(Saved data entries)
::::

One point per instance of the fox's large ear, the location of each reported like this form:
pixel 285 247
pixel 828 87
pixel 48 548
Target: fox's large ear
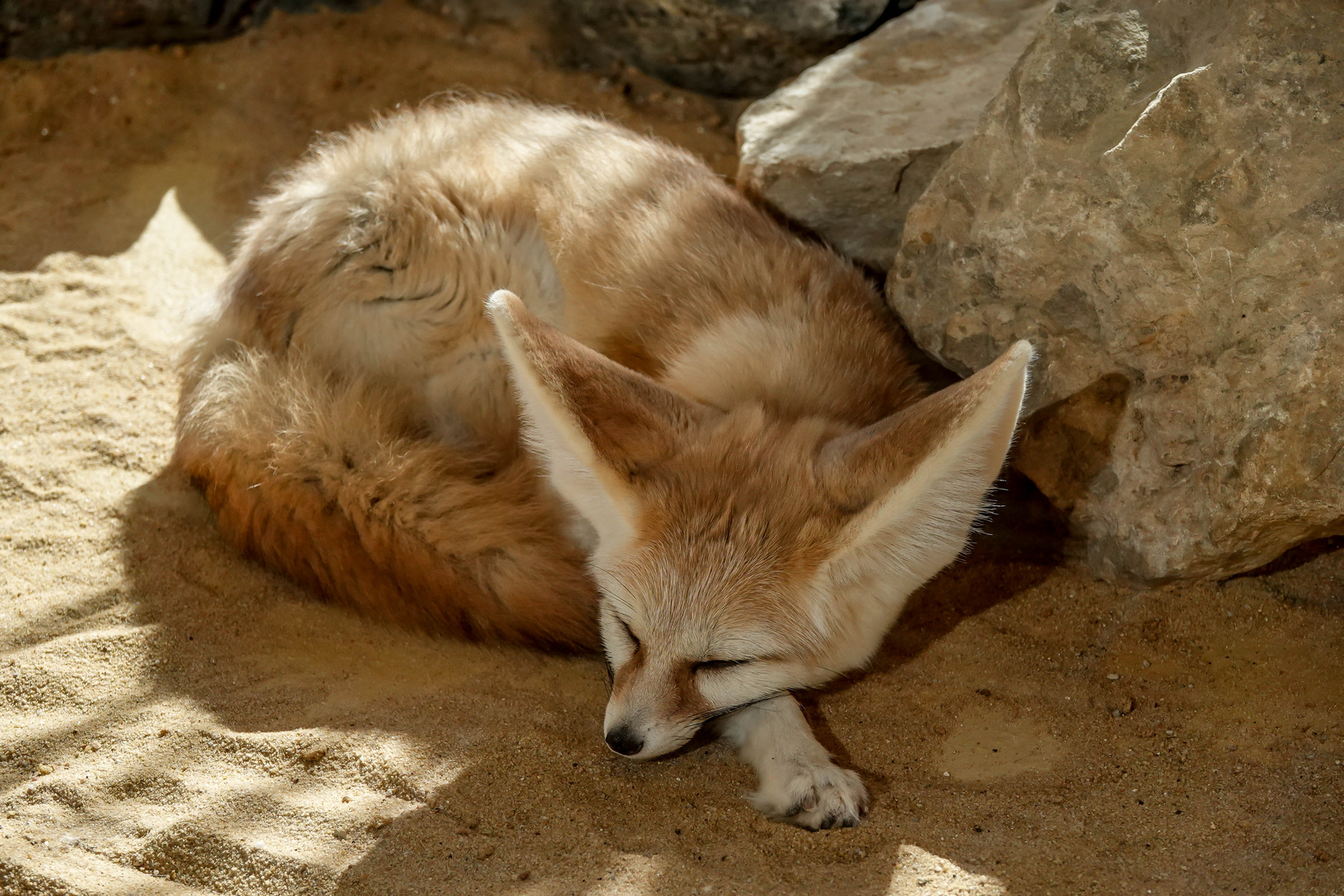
pixel 917 480
pixel 596 423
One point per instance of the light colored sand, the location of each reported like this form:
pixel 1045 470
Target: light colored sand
pixel 168 707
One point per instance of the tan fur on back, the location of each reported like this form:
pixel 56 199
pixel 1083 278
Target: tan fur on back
pixel 348 411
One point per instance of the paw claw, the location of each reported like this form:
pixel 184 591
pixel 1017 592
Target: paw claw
pixel 815 796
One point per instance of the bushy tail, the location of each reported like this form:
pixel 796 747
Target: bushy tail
pixel 323 483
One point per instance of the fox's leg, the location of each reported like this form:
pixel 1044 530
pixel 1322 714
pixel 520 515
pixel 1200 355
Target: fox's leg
pixel 799 782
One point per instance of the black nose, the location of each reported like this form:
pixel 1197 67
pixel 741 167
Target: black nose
pixel 624 740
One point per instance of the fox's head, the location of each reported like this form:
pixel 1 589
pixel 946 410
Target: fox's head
pixel 741 557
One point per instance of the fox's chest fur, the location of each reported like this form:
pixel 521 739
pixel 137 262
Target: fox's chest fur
pixel 743 477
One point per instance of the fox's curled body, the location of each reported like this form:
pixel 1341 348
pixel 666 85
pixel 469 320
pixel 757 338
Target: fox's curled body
pixel 713 477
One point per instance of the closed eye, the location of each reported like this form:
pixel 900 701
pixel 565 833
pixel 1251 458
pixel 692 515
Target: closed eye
pixel 629 635
pixel 714 665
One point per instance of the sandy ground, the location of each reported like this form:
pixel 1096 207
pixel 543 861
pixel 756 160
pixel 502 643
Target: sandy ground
pixel 177 720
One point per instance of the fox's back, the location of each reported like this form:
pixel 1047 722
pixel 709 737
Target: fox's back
pixel 375 256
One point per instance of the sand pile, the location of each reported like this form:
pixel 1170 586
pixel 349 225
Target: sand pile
pixel 177 720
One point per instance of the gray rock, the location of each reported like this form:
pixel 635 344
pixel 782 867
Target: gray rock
pixel 1157 199
pixel 854 141
pixel 724 47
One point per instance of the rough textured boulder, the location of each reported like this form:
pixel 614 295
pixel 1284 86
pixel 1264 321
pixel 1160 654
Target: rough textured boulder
pixel 849 147
pixel 1157 199
pixel 726 47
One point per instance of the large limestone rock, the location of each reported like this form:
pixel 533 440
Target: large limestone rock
pixel 1157 199
pixel 724 47
pixel 854 141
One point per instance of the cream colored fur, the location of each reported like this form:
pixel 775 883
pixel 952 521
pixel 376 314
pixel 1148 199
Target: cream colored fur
pixel 743 477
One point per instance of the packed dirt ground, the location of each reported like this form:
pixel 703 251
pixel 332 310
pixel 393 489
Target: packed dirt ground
pixel 177 720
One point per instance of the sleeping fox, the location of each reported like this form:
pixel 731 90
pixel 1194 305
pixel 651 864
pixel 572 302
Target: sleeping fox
pixel 516 373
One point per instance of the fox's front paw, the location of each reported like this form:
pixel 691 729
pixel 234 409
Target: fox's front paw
pixel 813 796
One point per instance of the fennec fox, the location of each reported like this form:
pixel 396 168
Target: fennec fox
pixel 518 373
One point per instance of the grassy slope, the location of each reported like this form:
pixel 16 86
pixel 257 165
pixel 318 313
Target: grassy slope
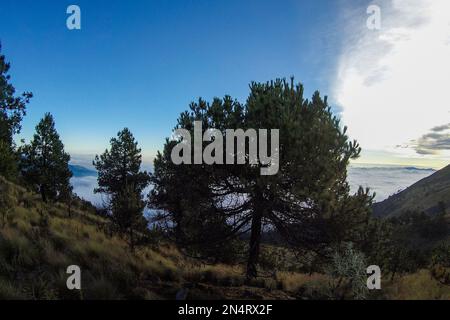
pixel 38 242
pixel 421 196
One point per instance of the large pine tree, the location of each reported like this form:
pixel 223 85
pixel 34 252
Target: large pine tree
pixel 307 202
pixel 44 163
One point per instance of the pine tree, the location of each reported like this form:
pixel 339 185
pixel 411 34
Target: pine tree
pixel 119 176
pixel 44 163
pixel 307 202
pixel 12 110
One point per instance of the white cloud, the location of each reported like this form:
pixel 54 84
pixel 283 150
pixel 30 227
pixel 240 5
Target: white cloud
pixel 393 84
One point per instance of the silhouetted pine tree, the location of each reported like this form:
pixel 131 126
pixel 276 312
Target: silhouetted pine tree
pixel 12 110
pixel 44 163
pixel 119 176
pixel 307 202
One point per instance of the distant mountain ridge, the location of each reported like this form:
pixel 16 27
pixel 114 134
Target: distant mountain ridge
pixel 79 171
pixel 429 195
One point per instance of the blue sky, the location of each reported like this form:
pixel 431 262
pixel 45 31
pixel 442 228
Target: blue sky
pixel 140 63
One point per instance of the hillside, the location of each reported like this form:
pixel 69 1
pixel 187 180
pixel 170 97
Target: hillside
pixel 39 241
pixel 426 195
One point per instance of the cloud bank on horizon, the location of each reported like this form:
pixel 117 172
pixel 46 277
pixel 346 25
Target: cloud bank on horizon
pixel 393 83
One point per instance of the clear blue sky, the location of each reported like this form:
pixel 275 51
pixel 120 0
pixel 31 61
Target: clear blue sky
pixel 140 63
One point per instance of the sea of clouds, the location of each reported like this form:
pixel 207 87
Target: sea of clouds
pixel 383 180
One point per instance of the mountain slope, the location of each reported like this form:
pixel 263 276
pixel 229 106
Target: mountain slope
pixel 38 241
pixel 428 195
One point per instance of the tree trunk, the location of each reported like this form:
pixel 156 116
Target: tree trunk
pixel 255 241
pixel 43 194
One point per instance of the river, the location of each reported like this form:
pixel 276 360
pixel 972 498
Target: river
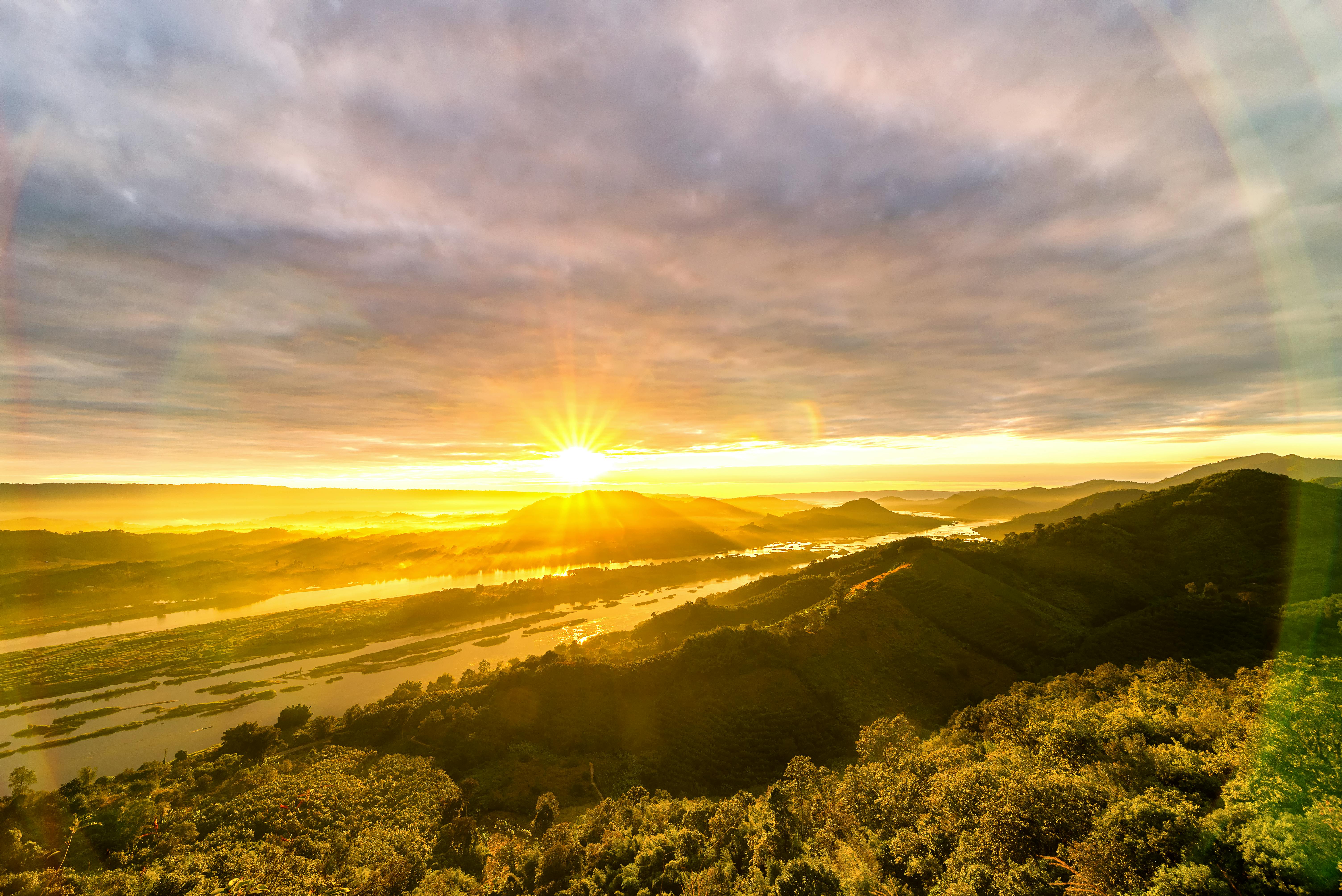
pixel 128 749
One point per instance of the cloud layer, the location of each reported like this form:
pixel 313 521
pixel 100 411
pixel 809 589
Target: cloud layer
pixel 327 233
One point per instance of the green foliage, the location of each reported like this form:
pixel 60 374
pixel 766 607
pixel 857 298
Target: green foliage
pixel 1114 781
pixel 294 717
pixel 250 741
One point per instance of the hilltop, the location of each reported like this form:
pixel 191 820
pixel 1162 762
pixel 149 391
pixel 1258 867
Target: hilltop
pixel 712 697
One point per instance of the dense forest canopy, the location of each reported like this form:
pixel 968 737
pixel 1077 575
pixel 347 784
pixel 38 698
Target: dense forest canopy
pixel 1144 699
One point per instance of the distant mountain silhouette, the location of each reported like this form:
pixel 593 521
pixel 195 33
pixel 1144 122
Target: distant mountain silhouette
pixel 1292 466
pixel 992 508
pixel 1081 508
pixel 862 516
pixel 607 525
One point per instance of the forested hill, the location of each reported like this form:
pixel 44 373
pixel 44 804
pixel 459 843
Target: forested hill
pixel 1155 781
pixel 713 697
pixel 949 679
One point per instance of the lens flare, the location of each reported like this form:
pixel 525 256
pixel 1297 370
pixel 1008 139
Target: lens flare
pixel 578 466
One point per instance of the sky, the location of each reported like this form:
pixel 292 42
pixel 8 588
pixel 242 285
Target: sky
pixel 731 246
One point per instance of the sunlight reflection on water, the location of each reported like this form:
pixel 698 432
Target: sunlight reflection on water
pixel 329 697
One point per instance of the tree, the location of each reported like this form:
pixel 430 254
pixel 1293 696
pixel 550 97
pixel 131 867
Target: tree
pixel 294 717
pixel 22 781
pixel 250 741
pixel 547 813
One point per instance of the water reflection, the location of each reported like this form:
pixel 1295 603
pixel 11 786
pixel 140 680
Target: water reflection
pixel 332 695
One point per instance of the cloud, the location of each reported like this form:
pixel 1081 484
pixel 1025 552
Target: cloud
pixel 427 230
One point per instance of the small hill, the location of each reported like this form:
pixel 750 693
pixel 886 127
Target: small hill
pixel 1081 508
pixel 992 508
pixel 857 517
pixel 764 505
pixel 1292 466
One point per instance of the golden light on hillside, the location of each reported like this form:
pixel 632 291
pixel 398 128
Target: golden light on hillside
pixel 578 466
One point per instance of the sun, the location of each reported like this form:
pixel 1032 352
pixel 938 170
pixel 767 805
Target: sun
pixel 578 466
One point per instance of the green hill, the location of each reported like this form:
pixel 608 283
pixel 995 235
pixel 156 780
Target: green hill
pixel 709 698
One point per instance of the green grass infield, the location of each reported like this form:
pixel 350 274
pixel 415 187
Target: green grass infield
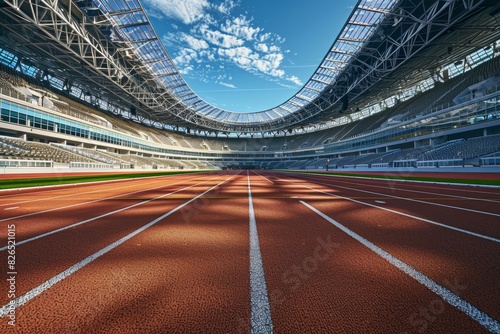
pixel 61 180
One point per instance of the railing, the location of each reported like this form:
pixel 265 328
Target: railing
pixel 441 163
pixel 15 163
pixel 89 165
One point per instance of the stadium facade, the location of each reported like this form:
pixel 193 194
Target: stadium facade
pixel 404 84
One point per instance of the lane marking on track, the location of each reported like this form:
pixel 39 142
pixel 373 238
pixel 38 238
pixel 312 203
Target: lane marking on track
pixel 265 178
pixel 405 180
pixel 261 321
pixel 445 196
pixel 408 199
pixel 451 298
pixel 406 215
pixel 93 201
pixel 18 243
pixel 26 297
pixel 73 193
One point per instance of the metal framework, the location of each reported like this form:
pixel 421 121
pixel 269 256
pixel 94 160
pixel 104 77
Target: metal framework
pixel 110 50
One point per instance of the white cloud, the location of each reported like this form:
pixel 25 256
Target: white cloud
pixel 214 39
pixel 240 27
pixel 186 11
pixel 218 38
pixel 295 80
pixel 261 47
pixel 226 7
pixel 184 57
pixel 194 43
pixel 226 84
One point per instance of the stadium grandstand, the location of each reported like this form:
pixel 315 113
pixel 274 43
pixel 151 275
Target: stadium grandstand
pixel 367 202
pixel 404 84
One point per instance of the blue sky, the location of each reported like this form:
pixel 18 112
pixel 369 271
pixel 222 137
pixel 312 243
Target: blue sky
pixel 247 55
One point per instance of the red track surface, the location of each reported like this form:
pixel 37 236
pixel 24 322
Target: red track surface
pixel 188 272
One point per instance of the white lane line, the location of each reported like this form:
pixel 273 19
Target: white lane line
pixel 408 199
pixel 26 297
pixel 426 192
pixel 93 201
pixel 405 214
pixel 265 178
pixel 18 243
pixel 451 298
pixel 70 185
pixel 261 321
pixel 73 193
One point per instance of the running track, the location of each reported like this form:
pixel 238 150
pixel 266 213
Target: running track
pixel 251 252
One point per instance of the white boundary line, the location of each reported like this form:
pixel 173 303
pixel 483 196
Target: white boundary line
pixel 93 182
pixel 261 321
pixel 26 297
pixel 265 178
pixel 451 298
pixel 89 202
pixel 18 243
pixel 405 214
pixel 394 179
pixel 407 199
pixel 66 195
pixel 432 193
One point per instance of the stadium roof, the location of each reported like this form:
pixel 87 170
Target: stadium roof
pixel 112 51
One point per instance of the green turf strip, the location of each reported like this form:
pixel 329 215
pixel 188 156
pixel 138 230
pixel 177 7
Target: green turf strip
pixel 48 181
pixel 410 178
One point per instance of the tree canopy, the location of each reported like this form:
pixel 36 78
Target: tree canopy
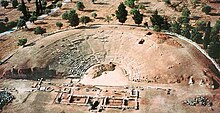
pixel 121 13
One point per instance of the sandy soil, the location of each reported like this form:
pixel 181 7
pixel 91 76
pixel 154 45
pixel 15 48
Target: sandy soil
pixel 108 78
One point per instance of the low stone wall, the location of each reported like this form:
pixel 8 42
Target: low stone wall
pixel 29 73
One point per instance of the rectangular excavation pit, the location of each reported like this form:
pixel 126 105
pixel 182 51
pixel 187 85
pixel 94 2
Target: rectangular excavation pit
pixel 79 100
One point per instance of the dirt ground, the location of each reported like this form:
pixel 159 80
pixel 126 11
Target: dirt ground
pixel 152 100
pixel 161 61
pixel 102 8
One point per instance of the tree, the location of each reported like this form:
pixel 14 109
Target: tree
pixel 108 19
pixel 217 25
pixel 185 12
pixel 4 3
pixel 206 9
pixel 12 24
pixel 186 31
pixel 21 23
pixel 44 5
pixel 22 42
pixel 65 15
pixel 214 50
pixel 157 19
pixel 206 40
pixel 93 1
pixel 59 5
pixel 37 8
pixel 33 17
pixel 85 20
pixel 156 28
pixel 201 25
pixel 183 20
pixel 39 30
pixel 59 25
pixel 138 17
pixel 3 27
pixel 80 6
pixel 121 13
pixel 141 7
pixel 6 19
pixel 167 1
pixel 194 3
pixel 73 18
pixel 176 27
pixel 23 9
pixel 133 11
pixel 94 15
pixel 14 3
pixel 196 36
pixel 130 3
pixel 47 11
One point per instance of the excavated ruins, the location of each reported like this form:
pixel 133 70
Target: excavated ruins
pixel 130 53
pixel 107 68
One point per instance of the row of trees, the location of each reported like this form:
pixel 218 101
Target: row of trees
pixel 74 19
pixel 122 13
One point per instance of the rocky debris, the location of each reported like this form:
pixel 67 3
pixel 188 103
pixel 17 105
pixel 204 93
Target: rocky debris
pixel 199 100
pixel 5 98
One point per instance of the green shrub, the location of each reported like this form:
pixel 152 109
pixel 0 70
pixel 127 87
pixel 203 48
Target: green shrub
pixel 167 1
pixel 156 28
pixel 94 15
pixel 22 41
pixel 39 30
pixel 4 3
pixel 3 27
pixel 84 20
pixel 12 24
pixel 80 6
pixel 47 11
pixel 59 5
pixel 14 3
pixel 59 24
pixel 206 9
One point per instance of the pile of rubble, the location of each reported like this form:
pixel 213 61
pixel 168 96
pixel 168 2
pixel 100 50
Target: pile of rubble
pixel 199 100
pixel 5 97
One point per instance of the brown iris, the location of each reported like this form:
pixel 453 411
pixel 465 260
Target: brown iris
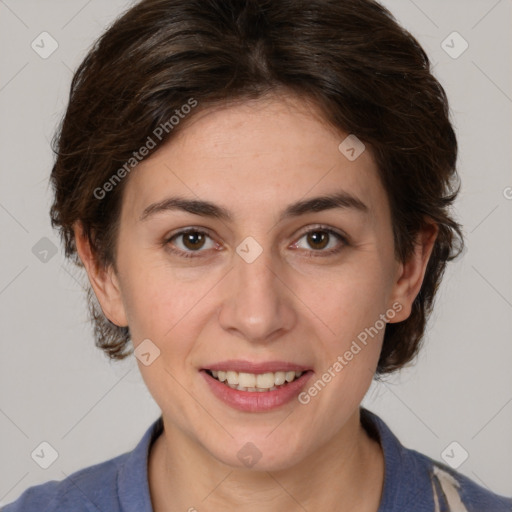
pixel 193 240
pixel 318 237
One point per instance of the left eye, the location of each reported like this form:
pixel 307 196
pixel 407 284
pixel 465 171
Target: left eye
pixel 321 238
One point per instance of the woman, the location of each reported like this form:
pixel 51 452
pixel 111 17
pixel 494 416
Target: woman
pixel 259 192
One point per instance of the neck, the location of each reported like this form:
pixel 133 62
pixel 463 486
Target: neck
pixel 346 473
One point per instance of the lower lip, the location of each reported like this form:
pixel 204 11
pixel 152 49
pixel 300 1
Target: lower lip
pixel 256 401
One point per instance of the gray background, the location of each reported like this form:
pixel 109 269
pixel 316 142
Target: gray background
pixel 57 387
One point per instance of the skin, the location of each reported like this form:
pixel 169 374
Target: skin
pixel 290 304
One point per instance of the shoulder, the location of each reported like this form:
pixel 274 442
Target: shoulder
pixel 414 481
pixel 87 490
pixel 458 492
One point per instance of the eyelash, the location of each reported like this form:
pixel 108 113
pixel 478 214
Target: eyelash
pixel 313 253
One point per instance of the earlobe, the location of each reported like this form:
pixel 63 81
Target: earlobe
pixel 411 273
pixel 103 279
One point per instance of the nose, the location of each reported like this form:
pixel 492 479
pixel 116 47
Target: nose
pixel 257 303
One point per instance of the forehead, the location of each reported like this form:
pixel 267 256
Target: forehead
pixel 252 157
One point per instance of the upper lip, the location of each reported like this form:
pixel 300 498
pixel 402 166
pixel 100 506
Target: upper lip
pixel 238 365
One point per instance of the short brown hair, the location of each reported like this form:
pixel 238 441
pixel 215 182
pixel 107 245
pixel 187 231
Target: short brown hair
pixel 366 74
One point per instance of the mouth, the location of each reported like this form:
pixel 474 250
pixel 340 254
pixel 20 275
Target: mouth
pixel 255 382
pixel 254 387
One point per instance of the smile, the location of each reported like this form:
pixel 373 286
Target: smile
pixel 252 382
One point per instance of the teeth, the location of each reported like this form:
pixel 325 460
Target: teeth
pixel 247 380
pixel 232 377
pixel 255 382
pixel 290 376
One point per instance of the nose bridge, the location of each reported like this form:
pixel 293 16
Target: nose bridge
pixel 256 305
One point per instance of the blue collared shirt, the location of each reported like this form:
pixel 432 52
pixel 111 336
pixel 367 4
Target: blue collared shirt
pixel 412 482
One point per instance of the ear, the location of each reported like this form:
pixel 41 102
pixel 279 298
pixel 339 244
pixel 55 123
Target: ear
pixel 104 281
pixel 411 273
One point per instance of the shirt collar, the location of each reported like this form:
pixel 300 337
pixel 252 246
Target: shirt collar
pixel 132 480
pixel 400 491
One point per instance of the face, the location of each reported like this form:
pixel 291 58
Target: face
pixel 227 264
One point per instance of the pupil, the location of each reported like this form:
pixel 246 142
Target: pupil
pixel 318 237
pixel 194 240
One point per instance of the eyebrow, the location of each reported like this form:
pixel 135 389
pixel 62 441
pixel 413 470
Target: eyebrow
pixel 341 199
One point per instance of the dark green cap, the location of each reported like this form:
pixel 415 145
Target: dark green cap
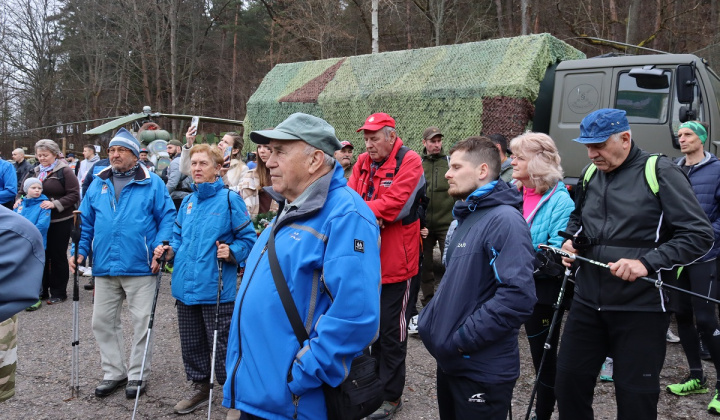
pixel 312 130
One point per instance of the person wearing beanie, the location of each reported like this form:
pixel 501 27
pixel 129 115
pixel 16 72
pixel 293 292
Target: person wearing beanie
pixel 620 220
pixel 126 212
pixel 30 209
pixel 703 171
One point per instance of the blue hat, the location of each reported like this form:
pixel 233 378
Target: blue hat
pixel 125 139
pixel 597 126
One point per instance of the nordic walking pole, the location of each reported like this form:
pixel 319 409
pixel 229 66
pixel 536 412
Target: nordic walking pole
pixel 657 282
pixel 75 361
pixel 217 311
pixel 548 340
pixel 161 261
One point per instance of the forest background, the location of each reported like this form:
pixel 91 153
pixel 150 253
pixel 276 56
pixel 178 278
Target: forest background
pixel 86 60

::::

Exercise objective - Your answer should hold exactly the lines from the one containing "One point per instance of the forest background, the" through the end of the entries above, and nothing else.

Response to the exercise -
One point per instance of the forest background, the location of each reported like this form:
pixel 91 153
pixel 150 253
pixel 276 56
pixel 178 278
Target: forest background
pixel 86 60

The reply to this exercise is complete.